▸ **Written problem**: For each statement, decide whether it agrees with the page excerpt below on Barack Obama's faith, and answer yes or no with the words from the excerpt that decide it. 1. Obama said that affirming his Christian faith at Trinity came about as a choice rather than an epiphany. 2. The United Church of Christ holds the Bible to be the final authority on belief. 3. Obama spoke about hearing the pastor preach in a 2007 speech in Hartford, Connecticut.

From everything I can determine, Barack Obama’s young life was shaped inside a mélange of religious beliefs, practices, cultures and opinions, most of them superficial and skeptical. As he matured, he seems to have developed a disinterested “universalism” that allowed for an impersonal God or spiritual force of some kind, but one that didn’t command much need for attention, at least from him. Then, when he entered politics, he discovered the Black Church and its importance in social organization. He was witnessed to by Black preachers, lectured a few times by them and finally adjured by them to join a church if he was going to get anything done in Chicago. This led him to the Trinity United Church of Christ and to his eventual tempestuous relationship to Dr. Wright. In a speech given in Hartford, Connecticut in 2007, Mr. Obama spoke about hearing the pastor preach,

“[H]e introduced me to someone named Jesus Christ. I learned that my sins could be redeemed. I learned that those things I was too weak to accomplish myself, He would accomplish with me if I placed my trust in Him. And in time, I came to see faith as more than just a comfort to the weary or a hedge against death, but rather as an active, palpable agent in the world and in my own life. It was because of these newfound understandings that I was finally able to walk down the aisle of Trinity one day and affirm my Christian faith. It came about as a choice, and not an epiphany. I didn’t fall out in church, as folks sometimes do. The questions I had didn’t magically disappear. The skeptical bent of my mind didn’t suddenly vanish. But kneeling beneath that cross on the South Side, I felt I heard God’s spirit beckoning me. I submitted myself to His will, and dedicated myself to discovering His truth and carrying out His works.”

These are not the words of a Muslim—even a duplicitous one. Neither, though, are they necessarily the words of a born-again, Bible-believer—nor even of a convinced and well-initiated convert to another Orthodox expression of Christianity. What this “testimony” is to me is a sincere conveyance of a “spiritual” or perhaps more “emotional” awakening to religious sensibilities, but, very importantly, within a definite “liberal” Christian context. The United Church of Christ is a classically liberal denomination that eschews the idea that the Bible, or indeed any doctrinal or dogmatic authority, is final or absolute in any way. Religious beliefs are never rigid, but are instead fungible; they may be freely questioned, rejected, modified, exchanged or replaced at any time. Of course, no religious group is absolutely without their absolutes, and that’s certainly true of the pastor under whom Barack Obama made his decision to become a Christian and to join a church. Dr. Wright confided in me one of his own apparent absolutes. In doing so, he also indicated Barack Obama had broken this rule, leading to at least the pastor’s exasperation with the President, if not a measure of disdain for him. (Our conversation, which took place in a very public setting, still had a sort of implied confidentiality, so I’ll keep the details to myself!)

▸ **Records provided**:
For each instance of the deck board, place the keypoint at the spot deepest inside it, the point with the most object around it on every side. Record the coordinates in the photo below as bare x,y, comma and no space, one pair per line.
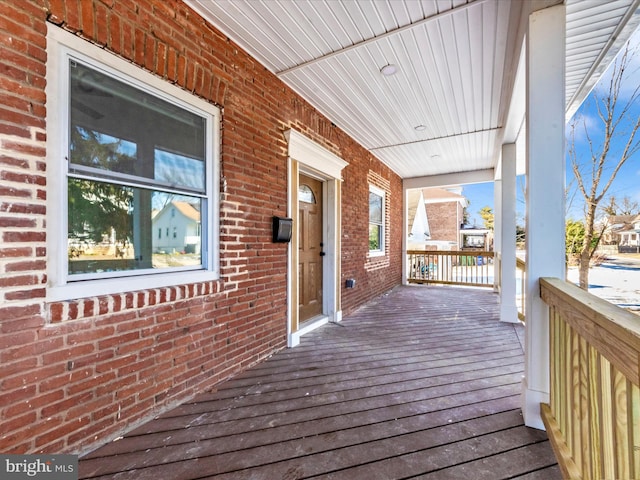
423,382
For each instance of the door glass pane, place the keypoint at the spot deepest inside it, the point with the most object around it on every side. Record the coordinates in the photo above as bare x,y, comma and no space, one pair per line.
305,194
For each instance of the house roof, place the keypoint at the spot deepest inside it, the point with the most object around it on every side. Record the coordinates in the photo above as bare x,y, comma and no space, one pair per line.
458,93
189,210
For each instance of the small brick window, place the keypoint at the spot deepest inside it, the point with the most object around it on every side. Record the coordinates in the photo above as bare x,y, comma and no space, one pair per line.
376,220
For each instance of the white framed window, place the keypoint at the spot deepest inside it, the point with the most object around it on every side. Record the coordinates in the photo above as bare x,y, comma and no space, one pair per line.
376,221
128,154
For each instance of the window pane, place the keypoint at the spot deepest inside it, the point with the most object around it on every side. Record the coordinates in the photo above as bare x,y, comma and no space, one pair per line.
110,228
375,208
374,237
176,169
119,129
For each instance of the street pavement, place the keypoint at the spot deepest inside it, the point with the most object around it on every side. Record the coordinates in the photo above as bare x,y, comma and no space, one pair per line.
616,280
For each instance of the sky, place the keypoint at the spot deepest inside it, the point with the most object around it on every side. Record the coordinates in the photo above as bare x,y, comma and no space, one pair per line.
627,181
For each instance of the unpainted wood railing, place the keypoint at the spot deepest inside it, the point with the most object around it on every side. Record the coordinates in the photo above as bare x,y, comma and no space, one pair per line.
521,268
470,268
593,417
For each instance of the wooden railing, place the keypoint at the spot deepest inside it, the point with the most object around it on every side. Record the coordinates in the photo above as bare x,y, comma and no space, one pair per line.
470,268
593,418
521,268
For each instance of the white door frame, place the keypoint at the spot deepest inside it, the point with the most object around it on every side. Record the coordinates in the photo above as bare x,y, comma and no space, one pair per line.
309,158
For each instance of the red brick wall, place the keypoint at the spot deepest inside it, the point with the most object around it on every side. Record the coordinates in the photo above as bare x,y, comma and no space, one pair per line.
77,373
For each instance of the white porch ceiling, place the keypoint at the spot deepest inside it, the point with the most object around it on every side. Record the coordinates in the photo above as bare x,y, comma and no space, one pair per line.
457,62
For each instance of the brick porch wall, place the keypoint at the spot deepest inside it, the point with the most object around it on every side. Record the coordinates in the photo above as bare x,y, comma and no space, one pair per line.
78,373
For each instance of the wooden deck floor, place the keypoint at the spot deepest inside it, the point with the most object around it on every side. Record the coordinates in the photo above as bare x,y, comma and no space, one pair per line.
423,382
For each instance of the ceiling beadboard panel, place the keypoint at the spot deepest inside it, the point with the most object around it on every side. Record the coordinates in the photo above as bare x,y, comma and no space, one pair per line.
456,61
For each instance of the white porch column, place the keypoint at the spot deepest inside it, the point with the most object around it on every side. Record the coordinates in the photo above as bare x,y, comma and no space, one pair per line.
545,193
508,306
497,232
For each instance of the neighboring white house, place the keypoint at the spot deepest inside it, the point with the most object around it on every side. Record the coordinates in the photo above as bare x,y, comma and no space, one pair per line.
435,216
630,234
176,228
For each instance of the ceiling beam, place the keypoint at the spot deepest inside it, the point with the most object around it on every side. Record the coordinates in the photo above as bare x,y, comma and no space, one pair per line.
433,139
390,33
449,179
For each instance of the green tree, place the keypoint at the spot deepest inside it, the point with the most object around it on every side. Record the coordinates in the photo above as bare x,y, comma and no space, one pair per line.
97,208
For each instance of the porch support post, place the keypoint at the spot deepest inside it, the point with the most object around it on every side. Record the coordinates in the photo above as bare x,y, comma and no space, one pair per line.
508,307
545,193
497,232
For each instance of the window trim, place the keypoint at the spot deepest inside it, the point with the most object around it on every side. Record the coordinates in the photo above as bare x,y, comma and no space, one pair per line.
382,250
61,46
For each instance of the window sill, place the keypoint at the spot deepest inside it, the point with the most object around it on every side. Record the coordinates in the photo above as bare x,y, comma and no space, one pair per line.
94,288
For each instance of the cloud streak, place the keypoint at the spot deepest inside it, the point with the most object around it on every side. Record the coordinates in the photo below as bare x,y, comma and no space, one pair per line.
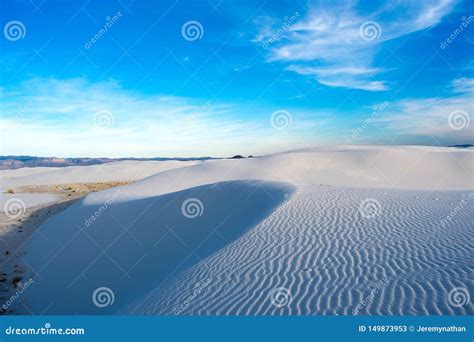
337,44
75,117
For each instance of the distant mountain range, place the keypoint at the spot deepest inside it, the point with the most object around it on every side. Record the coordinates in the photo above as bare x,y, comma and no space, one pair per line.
16,162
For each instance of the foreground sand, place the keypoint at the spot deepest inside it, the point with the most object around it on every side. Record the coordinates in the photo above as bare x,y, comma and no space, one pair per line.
16,230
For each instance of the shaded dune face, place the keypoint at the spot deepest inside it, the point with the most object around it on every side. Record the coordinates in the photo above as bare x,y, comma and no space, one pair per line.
324,252
133,246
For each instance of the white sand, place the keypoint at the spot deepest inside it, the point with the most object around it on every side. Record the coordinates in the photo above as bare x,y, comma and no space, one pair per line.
28,199
116,171
247,243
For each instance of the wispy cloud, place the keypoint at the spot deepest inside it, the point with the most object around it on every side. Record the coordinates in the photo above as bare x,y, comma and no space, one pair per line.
75,117
337,44
439,119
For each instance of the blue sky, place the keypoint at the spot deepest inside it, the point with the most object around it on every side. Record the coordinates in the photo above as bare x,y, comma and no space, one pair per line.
199,78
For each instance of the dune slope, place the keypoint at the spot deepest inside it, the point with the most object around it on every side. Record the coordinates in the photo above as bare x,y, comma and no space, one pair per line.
132,246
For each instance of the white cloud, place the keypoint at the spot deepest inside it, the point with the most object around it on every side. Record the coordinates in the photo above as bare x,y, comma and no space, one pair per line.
337,44
51,117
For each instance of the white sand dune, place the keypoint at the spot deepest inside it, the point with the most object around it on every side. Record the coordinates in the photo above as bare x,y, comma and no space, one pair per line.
316,247
25,171
134,246
29,200
116,171
327,259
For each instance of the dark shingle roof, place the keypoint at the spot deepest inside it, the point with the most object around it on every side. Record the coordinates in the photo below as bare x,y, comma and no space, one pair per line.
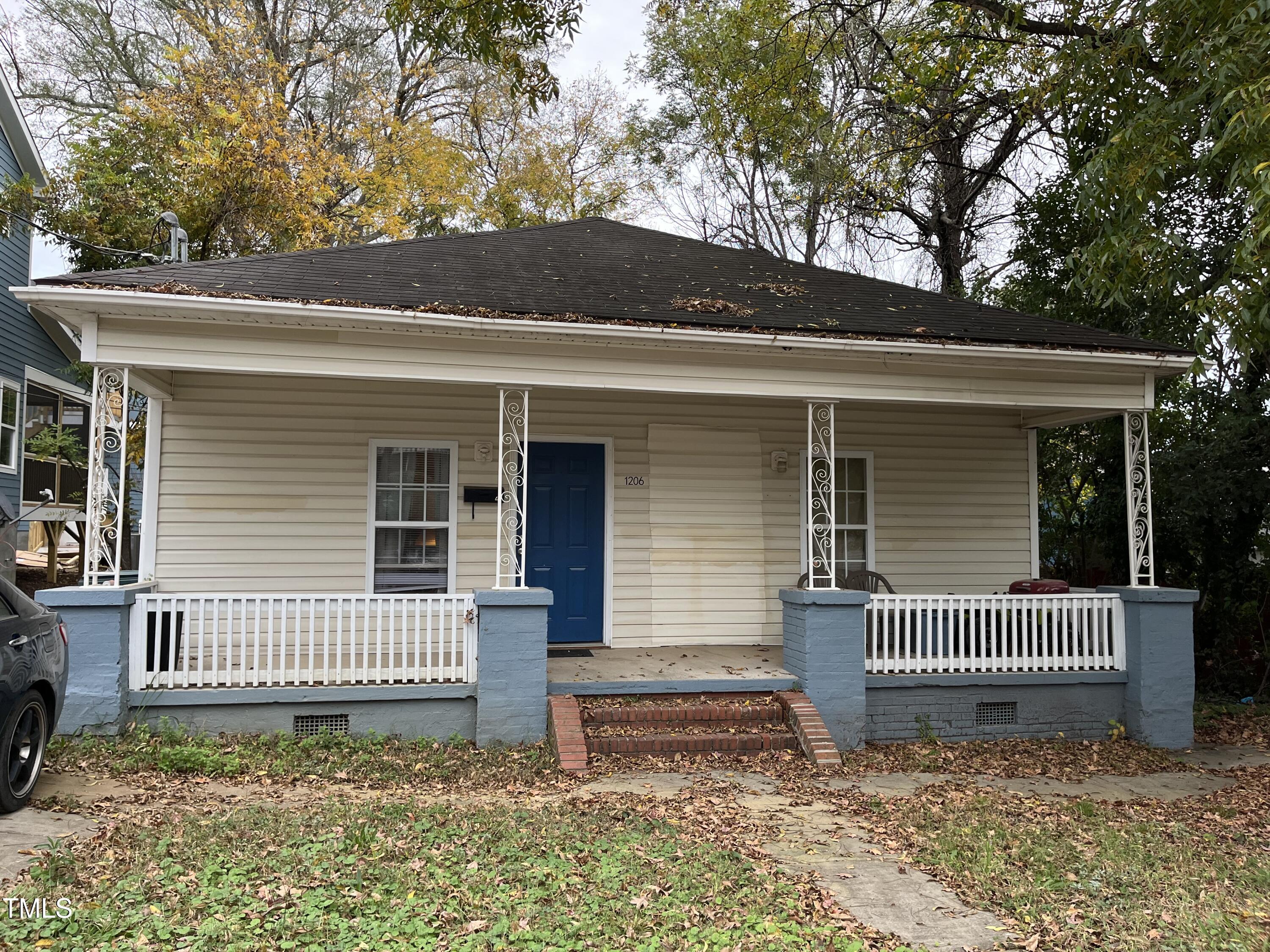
609,271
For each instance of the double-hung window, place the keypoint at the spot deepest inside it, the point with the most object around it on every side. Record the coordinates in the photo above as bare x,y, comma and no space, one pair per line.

▸ **Solved exercise**:
1. Yes: "It came about as a choice, and not an epiphany."
2. No: "The United Church of Christ is a classically liberal denomination that eschews the idea that the Bible, or indeed any doctrinal or dogmatic authority, is final or absolute in any way."
3. Yes: "In a speech given in Hartford, Connecticut in 2007, Mr. Obama spoke about hearing the pastor preach"